**Work required**. Rewrite the records from the line with "Data labeling — target category: stem." up to and including the line with "[274,0,357,48]", substituting "occurrence" for "instance" and leaving everything else as it stands.

**Extracted information**.

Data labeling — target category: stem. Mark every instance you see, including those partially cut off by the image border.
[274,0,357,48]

...

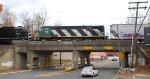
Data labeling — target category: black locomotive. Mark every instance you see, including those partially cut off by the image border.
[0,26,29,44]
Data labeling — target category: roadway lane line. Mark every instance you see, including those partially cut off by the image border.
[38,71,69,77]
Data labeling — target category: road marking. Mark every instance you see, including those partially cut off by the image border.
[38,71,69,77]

**Reply to the task**.
Data labeling — target category: stem. Mark every occurrence you see, including those partially cut off by the image border.
[274,0,357,48]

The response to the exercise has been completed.